* STORED DATA *
== == ==

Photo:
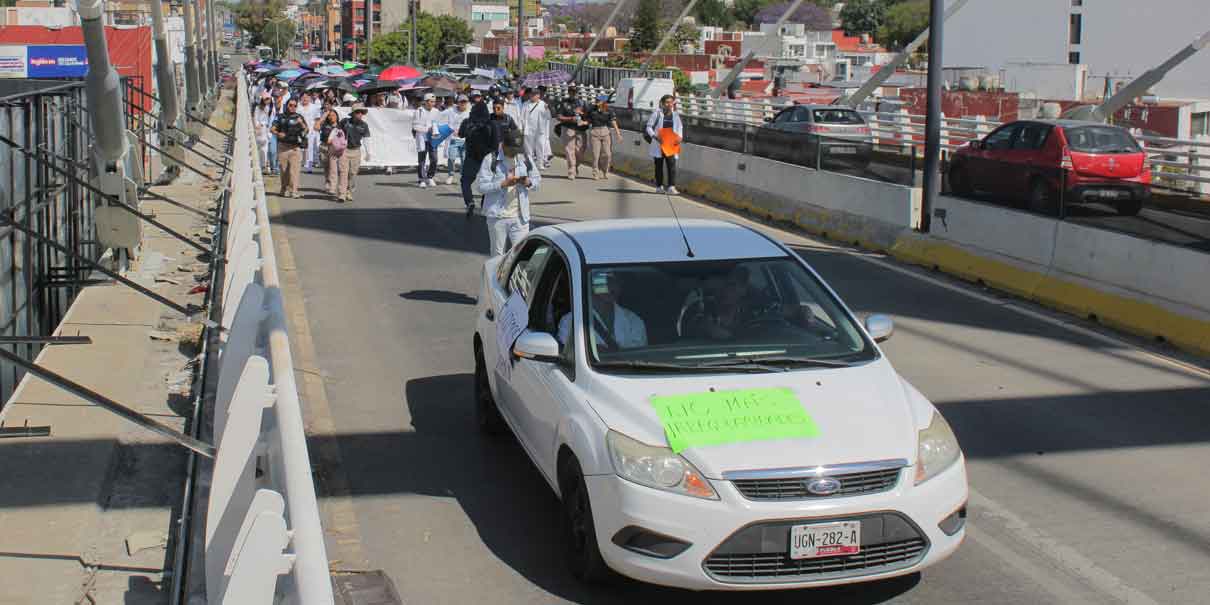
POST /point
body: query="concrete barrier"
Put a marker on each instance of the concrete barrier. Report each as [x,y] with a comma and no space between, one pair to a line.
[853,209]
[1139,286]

== == ==

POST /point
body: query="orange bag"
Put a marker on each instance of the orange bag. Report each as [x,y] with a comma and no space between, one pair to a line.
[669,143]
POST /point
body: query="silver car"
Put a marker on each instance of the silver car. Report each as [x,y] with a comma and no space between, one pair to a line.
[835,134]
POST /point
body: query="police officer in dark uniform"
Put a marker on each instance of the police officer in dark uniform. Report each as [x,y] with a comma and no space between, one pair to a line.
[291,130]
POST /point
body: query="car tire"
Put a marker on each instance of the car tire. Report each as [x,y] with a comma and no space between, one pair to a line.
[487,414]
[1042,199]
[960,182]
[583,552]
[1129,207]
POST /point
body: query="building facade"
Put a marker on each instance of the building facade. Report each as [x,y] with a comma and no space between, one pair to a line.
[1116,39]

== == ==

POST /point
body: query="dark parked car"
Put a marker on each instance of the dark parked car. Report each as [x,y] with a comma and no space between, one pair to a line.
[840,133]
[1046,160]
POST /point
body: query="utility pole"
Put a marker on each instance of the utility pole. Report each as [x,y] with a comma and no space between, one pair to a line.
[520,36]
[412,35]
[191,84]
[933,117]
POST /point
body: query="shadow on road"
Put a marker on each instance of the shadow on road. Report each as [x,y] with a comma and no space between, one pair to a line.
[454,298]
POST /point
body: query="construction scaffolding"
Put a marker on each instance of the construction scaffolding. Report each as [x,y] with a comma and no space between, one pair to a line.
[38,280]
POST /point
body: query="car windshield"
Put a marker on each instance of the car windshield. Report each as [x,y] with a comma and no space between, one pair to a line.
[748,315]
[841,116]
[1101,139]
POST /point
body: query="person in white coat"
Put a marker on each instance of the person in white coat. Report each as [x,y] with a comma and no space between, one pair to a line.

== == ==

* WHAT TO PRODUCE *
Which lines above contain the string "silver"? Return each of them in full; case counts.

* FINAL RESULT *
body: query="silver car"
Put a marker on each instance of the silver car. Report each as [x,y] with a comma and no space between, one pair to a line.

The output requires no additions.